▸ **The problem**:
Restate word for word the entries below, starting with the line with "Query: sandy slope" and continuing through the line with "Query: low bush on dune". Include both of those lines and no others.

(Records excerpted from a collection)
━━━━━━━━━━━━━━━━━━━━
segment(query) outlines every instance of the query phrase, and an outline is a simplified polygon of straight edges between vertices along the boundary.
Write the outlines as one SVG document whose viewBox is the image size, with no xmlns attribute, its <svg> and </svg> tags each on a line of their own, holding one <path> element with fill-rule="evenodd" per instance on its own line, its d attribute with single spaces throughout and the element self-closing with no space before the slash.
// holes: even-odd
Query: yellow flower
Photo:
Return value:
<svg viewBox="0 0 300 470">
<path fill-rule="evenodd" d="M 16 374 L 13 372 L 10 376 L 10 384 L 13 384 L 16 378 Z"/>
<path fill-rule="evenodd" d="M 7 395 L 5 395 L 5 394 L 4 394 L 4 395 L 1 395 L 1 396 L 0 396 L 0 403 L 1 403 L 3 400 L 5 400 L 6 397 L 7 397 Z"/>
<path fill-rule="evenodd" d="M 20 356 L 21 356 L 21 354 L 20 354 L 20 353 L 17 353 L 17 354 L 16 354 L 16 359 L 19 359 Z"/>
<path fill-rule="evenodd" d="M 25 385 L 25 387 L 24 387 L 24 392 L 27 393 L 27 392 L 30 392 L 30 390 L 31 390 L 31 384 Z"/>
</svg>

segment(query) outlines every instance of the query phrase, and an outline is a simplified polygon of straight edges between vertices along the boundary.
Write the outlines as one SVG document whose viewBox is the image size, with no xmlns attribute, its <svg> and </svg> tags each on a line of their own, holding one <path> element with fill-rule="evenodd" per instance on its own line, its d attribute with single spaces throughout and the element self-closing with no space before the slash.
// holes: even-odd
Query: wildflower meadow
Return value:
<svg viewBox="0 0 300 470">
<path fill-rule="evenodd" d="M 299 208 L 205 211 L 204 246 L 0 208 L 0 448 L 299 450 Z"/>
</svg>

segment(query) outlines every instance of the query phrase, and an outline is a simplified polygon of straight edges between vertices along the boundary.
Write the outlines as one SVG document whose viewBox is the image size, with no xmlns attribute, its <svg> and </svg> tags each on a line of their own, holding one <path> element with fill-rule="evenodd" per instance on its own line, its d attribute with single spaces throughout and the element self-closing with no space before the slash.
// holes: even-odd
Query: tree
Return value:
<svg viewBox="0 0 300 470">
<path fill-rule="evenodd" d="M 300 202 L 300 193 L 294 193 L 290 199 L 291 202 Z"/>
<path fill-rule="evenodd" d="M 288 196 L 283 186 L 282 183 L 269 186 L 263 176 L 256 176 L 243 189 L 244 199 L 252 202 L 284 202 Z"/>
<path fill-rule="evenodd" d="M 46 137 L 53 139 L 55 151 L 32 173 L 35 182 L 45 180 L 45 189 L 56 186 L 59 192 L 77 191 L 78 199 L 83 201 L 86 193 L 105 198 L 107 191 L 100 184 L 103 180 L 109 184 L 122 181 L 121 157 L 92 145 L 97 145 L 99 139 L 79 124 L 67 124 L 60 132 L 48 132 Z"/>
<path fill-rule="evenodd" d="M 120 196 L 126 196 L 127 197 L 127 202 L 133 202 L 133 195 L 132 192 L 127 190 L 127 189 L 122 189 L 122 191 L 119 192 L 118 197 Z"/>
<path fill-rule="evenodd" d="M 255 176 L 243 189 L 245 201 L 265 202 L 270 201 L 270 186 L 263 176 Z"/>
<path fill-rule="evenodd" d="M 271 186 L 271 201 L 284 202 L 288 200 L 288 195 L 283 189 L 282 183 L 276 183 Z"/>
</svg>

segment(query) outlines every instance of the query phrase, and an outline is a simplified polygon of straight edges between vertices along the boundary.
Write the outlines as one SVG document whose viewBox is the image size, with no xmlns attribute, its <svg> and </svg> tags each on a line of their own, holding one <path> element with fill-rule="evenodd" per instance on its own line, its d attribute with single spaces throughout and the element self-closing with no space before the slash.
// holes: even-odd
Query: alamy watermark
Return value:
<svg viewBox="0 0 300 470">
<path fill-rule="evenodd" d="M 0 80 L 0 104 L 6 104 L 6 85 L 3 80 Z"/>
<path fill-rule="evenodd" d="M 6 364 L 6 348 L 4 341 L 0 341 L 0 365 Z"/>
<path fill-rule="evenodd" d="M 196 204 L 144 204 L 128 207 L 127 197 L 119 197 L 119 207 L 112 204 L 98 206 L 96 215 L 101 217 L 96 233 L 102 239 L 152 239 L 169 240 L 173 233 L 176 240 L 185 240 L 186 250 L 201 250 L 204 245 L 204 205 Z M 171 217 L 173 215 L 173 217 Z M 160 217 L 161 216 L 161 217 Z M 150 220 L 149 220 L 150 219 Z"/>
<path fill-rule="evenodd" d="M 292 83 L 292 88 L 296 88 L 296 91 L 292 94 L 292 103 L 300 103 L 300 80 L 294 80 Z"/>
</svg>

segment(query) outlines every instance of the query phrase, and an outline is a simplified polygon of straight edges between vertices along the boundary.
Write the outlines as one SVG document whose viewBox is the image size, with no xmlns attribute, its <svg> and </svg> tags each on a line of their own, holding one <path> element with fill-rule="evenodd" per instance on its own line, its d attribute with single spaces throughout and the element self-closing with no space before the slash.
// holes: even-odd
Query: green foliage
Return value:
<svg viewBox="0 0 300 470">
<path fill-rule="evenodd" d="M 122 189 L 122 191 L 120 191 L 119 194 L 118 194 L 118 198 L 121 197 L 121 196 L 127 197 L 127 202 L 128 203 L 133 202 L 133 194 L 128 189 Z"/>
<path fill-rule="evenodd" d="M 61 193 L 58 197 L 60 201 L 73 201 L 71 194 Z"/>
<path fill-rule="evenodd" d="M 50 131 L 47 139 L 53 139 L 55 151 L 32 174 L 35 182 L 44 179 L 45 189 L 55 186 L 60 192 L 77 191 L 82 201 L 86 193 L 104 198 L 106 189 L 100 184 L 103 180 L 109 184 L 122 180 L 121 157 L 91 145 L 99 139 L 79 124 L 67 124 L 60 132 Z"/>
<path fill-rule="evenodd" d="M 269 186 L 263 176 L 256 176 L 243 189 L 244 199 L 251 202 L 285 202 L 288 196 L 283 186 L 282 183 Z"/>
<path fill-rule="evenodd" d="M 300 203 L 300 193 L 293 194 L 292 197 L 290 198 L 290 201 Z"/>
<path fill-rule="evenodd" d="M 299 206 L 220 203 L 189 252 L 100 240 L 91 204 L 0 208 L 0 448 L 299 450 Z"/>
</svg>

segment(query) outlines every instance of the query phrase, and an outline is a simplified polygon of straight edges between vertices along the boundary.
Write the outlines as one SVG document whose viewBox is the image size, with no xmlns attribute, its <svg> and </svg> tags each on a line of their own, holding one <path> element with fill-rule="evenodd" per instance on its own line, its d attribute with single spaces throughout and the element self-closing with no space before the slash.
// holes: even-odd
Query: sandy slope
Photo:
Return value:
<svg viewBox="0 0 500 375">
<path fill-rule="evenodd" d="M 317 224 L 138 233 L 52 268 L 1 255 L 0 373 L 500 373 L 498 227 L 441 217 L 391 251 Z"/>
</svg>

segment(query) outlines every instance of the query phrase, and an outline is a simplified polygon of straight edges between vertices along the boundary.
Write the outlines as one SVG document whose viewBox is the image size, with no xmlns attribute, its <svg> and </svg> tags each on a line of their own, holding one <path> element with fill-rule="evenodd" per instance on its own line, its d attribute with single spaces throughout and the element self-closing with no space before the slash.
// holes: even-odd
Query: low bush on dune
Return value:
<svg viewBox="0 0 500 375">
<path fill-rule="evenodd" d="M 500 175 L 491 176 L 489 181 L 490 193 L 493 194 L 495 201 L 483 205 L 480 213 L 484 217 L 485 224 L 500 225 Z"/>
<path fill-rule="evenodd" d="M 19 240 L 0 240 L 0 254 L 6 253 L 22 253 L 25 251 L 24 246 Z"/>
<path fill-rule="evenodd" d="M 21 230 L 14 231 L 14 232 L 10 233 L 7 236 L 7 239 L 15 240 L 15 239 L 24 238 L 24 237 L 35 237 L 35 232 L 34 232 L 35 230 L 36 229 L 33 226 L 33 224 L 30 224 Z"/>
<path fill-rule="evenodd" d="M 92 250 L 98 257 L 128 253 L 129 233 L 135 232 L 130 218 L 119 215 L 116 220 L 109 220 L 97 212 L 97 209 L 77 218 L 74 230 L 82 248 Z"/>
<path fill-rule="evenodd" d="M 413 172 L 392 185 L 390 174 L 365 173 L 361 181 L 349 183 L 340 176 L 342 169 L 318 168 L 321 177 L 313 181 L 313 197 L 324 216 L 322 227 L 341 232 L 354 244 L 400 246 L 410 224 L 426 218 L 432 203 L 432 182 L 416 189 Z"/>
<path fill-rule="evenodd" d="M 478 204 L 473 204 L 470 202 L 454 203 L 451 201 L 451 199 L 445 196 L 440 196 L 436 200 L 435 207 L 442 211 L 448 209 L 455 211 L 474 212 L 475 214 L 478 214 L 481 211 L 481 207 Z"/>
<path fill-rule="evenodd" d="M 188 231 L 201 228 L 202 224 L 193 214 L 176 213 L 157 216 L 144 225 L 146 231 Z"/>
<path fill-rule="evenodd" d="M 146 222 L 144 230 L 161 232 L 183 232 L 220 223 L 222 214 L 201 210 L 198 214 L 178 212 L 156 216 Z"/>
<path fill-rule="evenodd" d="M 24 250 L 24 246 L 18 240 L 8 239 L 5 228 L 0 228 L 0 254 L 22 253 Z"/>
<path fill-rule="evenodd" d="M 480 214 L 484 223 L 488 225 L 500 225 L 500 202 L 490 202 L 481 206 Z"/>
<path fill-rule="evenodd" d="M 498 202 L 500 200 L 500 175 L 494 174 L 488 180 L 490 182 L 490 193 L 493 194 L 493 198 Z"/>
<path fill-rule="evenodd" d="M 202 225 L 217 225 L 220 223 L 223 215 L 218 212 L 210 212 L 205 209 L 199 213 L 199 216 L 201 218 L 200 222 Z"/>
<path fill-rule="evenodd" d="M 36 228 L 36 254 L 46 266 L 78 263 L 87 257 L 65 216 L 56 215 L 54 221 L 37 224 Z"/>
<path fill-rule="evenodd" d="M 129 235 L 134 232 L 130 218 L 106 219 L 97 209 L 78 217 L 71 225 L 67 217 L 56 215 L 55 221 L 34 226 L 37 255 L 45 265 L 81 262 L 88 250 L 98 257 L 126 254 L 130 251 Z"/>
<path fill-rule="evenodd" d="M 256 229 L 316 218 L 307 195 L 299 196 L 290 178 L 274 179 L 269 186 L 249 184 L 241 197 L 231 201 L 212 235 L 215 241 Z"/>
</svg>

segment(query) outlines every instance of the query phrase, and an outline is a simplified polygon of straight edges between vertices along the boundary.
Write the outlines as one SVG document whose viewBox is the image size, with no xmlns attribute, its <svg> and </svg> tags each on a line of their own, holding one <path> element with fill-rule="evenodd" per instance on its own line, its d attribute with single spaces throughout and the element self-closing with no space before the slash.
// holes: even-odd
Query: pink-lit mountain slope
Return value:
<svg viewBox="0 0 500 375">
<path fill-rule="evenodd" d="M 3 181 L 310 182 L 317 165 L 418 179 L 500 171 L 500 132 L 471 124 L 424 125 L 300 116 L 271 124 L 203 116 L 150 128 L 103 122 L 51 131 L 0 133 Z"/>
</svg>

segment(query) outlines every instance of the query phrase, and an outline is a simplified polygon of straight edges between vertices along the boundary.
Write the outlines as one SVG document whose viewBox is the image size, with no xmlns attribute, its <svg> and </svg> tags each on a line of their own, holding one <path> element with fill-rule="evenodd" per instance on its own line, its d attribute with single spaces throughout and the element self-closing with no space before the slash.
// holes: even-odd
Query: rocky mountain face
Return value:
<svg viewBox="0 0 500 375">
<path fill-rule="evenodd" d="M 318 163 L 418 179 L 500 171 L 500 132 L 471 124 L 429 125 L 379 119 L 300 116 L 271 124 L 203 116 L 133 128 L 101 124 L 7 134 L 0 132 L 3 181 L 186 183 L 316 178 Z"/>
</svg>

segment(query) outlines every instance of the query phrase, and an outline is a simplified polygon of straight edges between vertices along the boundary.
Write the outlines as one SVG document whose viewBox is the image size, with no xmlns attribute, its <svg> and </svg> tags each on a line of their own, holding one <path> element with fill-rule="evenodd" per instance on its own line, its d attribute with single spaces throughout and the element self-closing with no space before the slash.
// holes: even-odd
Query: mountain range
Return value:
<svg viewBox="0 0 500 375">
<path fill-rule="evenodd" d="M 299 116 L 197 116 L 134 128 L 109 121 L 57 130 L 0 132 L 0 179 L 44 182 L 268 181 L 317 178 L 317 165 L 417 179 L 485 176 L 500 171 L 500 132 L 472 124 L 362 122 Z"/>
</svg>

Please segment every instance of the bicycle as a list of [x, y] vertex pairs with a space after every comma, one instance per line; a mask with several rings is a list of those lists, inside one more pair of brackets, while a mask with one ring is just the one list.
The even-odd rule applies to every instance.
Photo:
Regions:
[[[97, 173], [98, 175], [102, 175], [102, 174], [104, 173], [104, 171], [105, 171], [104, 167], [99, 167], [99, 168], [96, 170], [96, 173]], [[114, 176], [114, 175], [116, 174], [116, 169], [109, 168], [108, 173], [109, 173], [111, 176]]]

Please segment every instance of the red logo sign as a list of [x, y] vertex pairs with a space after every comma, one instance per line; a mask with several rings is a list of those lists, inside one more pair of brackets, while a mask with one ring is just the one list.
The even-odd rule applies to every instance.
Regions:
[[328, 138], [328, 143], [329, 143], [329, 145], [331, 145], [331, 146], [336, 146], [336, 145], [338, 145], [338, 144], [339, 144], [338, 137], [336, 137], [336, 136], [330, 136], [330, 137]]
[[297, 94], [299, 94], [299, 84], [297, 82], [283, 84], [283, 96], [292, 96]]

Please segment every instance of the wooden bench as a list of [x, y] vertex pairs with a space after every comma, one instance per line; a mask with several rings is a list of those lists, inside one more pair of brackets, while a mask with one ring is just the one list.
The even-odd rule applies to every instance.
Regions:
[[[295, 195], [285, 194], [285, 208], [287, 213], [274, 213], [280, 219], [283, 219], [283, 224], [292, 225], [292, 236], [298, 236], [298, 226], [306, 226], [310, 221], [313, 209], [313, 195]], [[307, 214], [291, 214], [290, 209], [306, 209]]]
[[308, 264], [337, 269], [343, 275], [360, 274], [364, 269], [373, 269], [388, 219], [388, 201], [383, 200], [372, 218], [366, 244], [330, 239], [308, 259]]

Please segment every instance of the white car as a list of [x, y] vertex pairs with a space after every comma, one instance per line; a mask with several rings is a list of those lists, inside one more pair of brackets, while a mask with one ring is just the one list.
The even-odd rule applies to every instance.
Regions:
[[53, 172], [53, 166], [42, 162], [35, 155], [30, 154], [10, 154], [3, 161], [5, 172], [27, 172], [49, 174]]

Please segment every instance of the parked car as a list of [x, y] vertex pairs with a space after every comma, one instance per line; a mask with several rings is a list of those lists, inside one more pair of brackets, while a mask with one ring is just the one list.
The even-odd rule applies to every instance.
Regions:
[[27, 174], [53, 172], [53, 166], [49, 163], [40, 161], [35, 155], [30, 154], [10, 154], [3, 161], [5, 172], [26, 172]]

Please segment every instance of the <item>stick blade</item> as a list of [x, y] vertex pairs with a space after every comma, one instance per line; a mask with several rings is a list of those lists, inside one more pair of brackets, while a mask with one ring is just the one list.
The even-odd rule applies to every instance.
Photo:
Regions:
━━━━━━━━━━━━━━━━━━━━
▸ **Exercise answer**:
Query: sandy slope
Photo:
Return value:
<svg viewBox="0 0 500 375">
<path fill-rule="evenodd" d="M 317 224 L 138 233 L 52 268 L 1 255 L 0 373 L 500 373 L 498 227 L 441 217 L 391 251 Z"/>
</svg>

segment(query) outlines every instance of the query phrase, and an outline is a simplified polygon of straight edges between vertices along the boundary.
Write the outlines as one SVG document whose viewBox is the image size, with no xmlns attribute, its <svg> and </svg> tags each on a line of their own, holding one <path> element with fill-rule="evenodd" per instance on its own line, its d attribute with single spaces throughout and the element self-closing with no space before the slash.
// holes: even-odd
Query: low bush on dune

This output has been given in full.